→ **WHAT IS EXPECTED**: All of the records must be repeated exactly as they read.

····················

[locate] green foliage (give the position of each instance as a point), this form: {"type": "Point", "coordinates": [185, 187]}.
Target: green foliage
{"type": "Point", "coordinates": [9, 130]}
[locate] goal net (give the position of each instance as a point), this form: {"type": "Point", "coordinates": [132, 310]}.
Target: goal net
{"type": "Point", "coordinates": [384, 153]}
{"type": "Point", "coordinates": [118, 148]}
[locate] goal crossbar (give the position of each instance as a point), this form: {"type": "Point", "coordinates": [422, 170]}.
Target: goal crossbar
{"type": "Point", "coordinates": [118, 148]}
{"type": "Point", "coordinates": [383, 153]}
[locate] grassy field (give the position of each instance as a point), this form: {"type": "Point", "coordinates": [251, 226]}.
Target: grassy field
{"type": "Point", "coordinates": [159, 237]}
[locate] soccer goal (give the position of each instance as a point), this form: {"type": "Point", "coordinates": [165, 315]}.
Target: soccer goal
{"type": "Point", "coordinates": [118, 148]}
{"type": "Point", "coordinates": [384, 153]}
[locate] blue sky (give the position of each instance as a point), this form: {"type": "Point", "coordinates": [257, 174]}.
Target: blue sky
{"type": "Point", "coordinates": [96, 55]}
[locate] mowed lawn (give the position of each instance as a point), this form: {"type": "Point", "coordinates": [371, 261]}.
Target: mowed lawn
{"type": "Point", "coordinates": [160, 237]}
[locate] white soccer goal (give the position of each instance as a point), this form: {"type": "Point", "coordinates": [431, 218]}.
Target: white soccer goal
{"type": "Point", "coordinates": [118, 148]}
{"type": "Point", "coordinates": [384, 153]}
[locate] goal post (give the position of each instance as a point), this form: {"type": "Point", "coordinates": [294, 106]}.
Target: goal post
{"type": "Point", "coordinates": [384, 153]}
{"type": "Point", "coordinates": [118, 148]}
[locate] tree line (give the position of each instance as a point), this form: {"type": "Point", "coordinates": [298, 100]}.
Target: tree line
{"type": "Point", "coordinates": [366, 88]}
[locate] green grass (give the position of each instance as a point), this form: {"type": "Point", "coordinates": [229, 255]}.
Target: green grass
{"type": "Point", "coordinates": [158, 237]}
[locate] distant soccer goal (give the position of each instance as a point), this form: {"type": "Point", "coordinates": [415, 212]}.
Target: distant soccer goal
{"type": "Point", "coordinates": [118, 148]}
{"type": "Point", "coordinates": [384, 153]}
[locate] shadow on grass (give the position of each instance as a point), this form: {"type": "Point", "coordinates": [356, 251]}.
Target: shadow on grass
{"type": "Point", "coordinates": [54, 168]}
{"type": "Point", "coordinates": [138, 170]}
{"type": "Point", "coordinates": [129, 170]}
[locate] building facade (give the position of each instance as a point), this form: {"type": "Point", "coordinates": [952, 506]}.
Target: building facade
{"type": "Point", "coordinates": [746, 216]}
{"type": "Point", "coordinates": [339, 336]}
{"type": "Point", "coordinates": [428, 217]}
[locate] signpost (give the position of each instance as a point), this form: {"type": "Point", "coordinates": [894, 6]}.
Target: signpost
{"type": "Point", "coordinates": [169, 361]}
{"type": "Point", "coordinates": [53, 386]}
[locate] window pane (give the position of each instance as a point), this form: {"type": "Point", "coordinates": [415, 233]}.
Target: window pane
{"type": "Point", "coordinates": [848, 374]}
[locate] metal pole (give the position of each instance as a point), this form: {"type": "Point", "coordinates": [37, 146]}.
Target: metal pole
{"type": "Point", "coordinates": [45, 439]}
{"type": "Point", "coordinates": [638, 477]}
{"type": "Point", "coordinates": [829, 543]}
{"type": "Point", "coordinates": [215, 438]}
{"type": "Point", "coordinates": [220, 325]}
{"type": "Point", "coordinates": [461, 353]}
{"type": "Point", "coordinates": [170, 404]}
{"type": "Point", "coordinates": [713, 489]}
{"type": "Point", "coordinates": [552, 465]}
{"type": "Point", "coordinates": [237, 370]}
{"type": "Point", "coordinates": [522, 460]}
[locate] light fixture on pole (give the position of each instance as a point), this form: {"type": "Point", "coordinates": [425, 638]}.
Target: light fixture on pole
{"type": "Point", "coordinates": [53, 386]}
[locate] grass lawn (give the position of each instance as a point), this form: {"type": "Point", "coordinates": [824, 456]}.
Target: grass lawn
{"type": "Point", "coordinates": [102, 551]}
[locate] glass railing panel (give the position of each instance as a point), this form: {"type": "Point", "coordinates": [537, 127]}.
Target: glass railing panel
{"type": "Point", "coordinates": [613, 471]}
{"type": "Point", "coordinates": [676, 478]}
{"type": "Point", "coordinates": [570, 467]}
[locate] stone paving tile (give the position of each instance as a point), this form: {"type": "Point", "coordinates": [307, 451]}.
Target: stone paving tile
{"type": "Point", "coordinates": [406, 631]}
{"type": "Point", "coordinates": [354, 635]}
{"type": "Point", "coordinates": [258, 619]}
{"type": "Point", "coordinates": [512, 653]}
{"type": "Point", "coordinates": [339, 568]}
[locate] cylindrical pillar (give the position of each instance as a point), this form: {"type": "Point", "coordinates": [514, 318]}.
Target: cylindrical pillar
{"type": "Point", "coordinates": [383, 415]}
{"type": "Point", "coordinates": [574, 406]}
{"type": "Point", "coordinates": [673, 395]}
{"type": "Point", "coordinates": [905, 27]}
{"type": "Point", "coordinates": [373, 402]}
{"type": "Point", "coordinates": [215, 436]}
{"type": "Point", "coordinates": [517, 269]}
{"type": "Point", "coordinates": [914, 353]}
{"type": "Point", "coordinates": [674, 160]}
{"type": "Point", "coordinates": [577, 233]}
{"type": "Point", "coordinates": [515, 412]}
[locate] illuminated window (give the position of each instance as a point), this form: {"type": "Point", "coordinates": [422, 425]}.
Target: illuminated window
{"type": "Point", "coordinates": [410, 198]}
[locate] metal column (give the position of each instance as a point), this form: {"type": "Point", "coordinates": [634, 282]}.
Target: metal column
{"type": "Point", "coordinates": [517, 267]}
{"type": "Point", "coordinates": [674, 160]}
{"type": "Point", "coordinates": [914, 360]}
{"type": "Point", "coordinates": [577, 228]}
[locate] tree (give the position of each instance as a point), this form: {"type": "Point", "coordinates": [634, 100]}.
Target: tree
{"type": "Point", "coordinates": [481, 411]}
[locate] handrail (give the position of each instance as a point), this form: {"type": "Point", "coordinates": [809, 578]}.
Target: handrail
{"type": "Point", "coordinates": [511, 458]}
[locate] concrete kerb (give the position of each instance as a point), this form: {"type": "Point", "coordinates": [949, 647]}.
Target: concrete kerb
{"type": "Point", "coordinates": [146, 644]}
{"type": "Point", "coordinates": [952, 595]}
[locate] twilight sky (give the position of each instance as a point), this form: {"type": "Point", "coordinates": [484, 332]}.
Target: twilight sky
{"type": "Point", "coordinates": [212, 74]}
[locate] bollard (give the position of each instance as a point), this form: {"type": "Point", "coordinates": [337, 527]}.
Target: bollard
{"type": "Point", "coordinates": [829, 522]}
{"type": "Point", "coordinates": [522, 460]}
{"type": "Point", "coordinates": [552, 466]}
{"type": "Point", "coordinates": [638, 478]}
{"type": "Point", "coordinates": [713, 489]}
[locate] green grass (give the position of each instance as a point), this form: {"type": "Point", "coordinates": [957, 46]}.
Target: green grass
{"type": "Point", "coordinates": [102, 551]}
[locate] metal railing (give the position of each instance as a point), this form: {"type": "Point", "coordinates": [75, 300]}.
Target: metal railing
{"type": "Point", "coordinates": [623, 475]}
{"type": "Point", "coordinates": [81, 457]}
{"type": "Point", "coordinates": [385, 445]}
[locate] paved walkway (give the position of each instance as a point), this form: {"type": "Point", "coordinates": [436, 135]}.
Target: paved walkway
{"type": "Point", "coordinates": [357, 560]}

····················

→ **RESULT**:
[locate] green foliage (give the position of each instance as a point), this form: {"type": "Point", "coordinates": [185, 187]}.
Target: green foliage
{"type": "Point", "coordinates": [9, 130]}
[locate] goal net (give the position of each instance as a point), this form: {"type": "Point", "coordinates": [132, 310]}.
Target: goal net
{"type": "Point", "coordinates": [384, 153]}
{"type": "Point", "coordinates": [118, 148]}
[locate] goal crossbar (give the position of each instance as a point), this form: {"type": "Point", "coordinates": [422, 170]}.
Target: goal crossbar
{"type": "Point", "coordinates": [118, 148]}
{"type": "Point", "coordinates": [383, 153]}
[locate] grassy field (give the position of each instance as a point), this form: {"type": "Point", "coordinates": [251, 226]}.
Target: grassy field
{"type": "Point", "coordinates": [159, 237]}
[locate] soccer goal (give the position of each instance as a point), this form: {"type": "Point", "coordinates": [165, 315]}.
Target: soccer goal
{"type": "Point", "coordinates": [118, 148]}
{"type": "Point", "coordinates": [384, 153]}
[locate] blue sky (give the position of each instance as a point), this form: {"type": "Point", "coordinates": [257, 174]}.
Target: blue sky
{"type": "Point", "coordinates": [96, 55]}
[locate] mowed lawn (give the position of each instance as a point), this form: {"type": "Point", "coordinates": [371, 261]}.
Target: mowed lawn
{"type": "Point", "coordinates": [160, 237]}
[locate] white soccer goal (give the position of each instance as a point), this form: {"type": "Point", "coordinates": [431, 218]}.
Target: white soccer goal
{"type": "Point", "coordinates": [118, 148]}
{"type": "Point", "coordinates": [384, 153]}
[locate] goal post (give the position of each instance as a point), this form: {"type": "Point", "coordinates": [294, 106]}.
Target: goal post
{"type": "Point", "coordinates": [384, 153]}
{"type": "Point", "coordinates": [118, 148]}
[locate] tree line (give the position of each instance as a point), this form: {"type": "Point", "coordinates": [298, 100]}.
Target: tree line
{"type": "Point", "coordinates": [366, 88]}
[locate] green grass (give the position of each instance as a point), this form: {"type": "Point", "coordinates": [229, 255]}.
Target: green grass
{"type": "Point", "coordinates": [158, 237]}
[locate] distant soccer goal (give the position of each instance as a point), this form: {"type": "Point", "coordinates": [415, 212]}.
Target: distant soccer goal
{"type": "Point", "coordinates": [118, 148]}
{"type": "Point", "coordinates": [384, 153]}
[locate] shadow on grass (give the position of each instance as a point), this form: {"type": "Point", "coordinates": [356, 251]}.
Target: shadow on grass
{"type": "Point", "coordinates": [54, 168]}
{"type": "Point", "coordinates": [138, 170]}
{"type": "Point", "coordinates": [129, 170]}
[locate] building facade (give the position of each instance as a point), this form: {"type": "Point", "coordinates": [952, 506]}.
Target: building facade
{"type": "Point", "coordinates": [746, 216]}
{"type": "Point", "coordinates": [339, 336]}
{"type": "Point", "coordinates": [428, 217]}
[locate] signpost (give the position of each instance as a point), this form: {"type": "Point", "coordinates": [894, 6]}.
Target: signpost
{"type": "Point", "coordinates": [169, 361]}
{"type": "Point", "coordinates": [53, 386]}
[locate] window pane (give the position of each instance as a point), this form: {"type": "Point", "coordinates": [415, 233]}.
Target: window pane
{"type": "Point", "coordinates": [848, 374]}
[locate] metal pole (give the position of each instance as a point), this form: {"type": "Point", "coordinates": [37, 146]}.
Target: metal pole
{"type": "Point", "coordinates": [45, 439]}
{"type": "Point", "coordinates": [638, 477]}
{"type": "Point", "coordinates": [829, 543]}
{"type": "Point", "coordinates": [215, 438]}
{"type": "Point", "coordinates": [220, 325]}
{"type": "Point", "coordinates": [461, 353]}
{"type": "Point", "coordinates": [170, 404]}
{"type": "Point", "coordinates": [713, 489]}
{"type": "Point", "coordinates": [552, 465]}
{"type": "Point", "coordinates": [237, 370]}
{"type": "Point", "coordinates": [522, 460]}
[locate] light fixture on pole (give the position of each instance as a point), this form: {"type": "Point", "coordinates": [425, 638]}.
Target: light fixture on pole
{"type": "Point", "coordinates": [53, 386]}
[locate] grass lawn (give the position of each instance as a point), this form: {"type": "Point", "coordinates": [824, 456]}.
Target: grass lawn
{"type": "Point", "coordinates": [102, 551]}
[locate] glass railing panel (give the position of each instance as a point), this form: {"type": "Point", "coordinates": [537, 127]}.
Target: glass railing panel
{"type": "Point", "coordinates": [613, 471]}
{"type": "Point", "coordinates": [676, 478]}
{"type": "Point", "coordinates": [570, 467]}
[locate] stone paving tile (give the position of each instance as a point), this form: {"type": "Point", "coordinates": [307, 451]}.
Target: stone paving tile
{"type": "Point", "coordinates": [406, 631]}
{"type": "Point", "coordinates": [354, 635]}
{"type": "Point", "coordinates": [258, 619]}
{"type": "Point", "coordinates": [512, 653]}
{"type": "Point", "coordinates": [339, 568]}
[locate] cylindrical pillar (give the position of each instance as a point), this form: {"type": "Point", "coordinates": [514, 318]}.
Target: cylindrical pillar
{"type": "Point", "coordinates": [383, 415]}
{"type": "Point", "coordinates": [574, 406]}
{"type": "Point", "coordinates": [673, 395]}
{"type": "Point", "coordinates": [905, 27]}
{"type": "Point", "coordinates": [373, 402]}
{"type": "Point", "coordinates": [215, 436]}
{"type": "Point", "coordinates": [517, 269]}
{"type": "Point", "coordinates": [914, 353]}
{"type": "Point", "coordinates": [674, 160]}
{"type": "Point", "coordinates": [577, 233]}
{"type": "Point", "coordinates": [515, 412]}
[locate] illuminated window (give the position of each instance as a point), this form: {"type": "Point", "coordinates": [422, 425]}.
Target: illuminated window
{"type": "Point", "coordinates": [410, 198]}
[locate] metal column (give the position of each instance as a point), this form: {"type": "Point", "coordinates": [634, 282]}.
Target: metal column
{"type": "Point", "coordinates": [517, 267]}
{"type": "Point", "coordinates": [674, 160]}
{"type": "Point", "coordinates": [914, 360]}
{"type": "Point", "coordinates": [577, 228]}
[locate] tree (give the position of each instance as a point), this form: {"type": "Point", "coordinates": [634, 100]}.
Target: tree
{"type": "Point", "coordinates": [481, 411]}
[locate] handrail (give the position of each instance as a point), this form: {"type": "Point", "coordinates": [809, 578]}.
Target: handrail
{"type": "Point", "coordinates": [511, 458]}
[locate] concrete kerb (give the position of each instance as a point), this form: {"type": "Point", "coordinates": [949, 647]}.
Target: concrete kerb
{"type": "Point", "coordinates": [146, 644]}
{"type": "Point", "coordinates": [952, 595]}
[locate] twilight sky (give the position of each instance as a point), this form: {"type": "Point", "coordinates": [484, 332]}.
Target: twilight sky
{"type": "Point", "coordinates": [212, 74]}
[locate] bollard (give the position of each instance as a point), this form: {"type": "Point", "coordinates": [337, 527]}.
Target: bollard
{"type": "Point", "coordinates": [829, 522]}
{"type": "Point", "coordinates": [522, 460]}
{"type": "Point", "coordinates": [552, 466]}
{"type": "Point", "coordinates": [638, 478]}
{"type": "Point", "coordinates": [713, 489]}
[locate] green grass (give the position of each instance as a point), this form: {"type": "Point", "coordinates": [957, 46]}.
Target: green grass
{"type": "Point", "coordinates": [102, 551]}
[locate] metal railing (give the position of each instance as a point), this form: {"type": "Point", "coordinates": [75, 300]}.
Target: metal railing
{"type": "Point", "coordinates": [623, 475]}
{"type": "Point", "coordinates": [81, 457]}
{"type": "Point", "coordinates": [385, 445]}
[locate] paved walkway (give the position of each instance as a point), this form: {"type": "Point", "coordinates": [436, 135]}.
Target: paved walkway
{"type": "Point", "coordinates": [357, 560]}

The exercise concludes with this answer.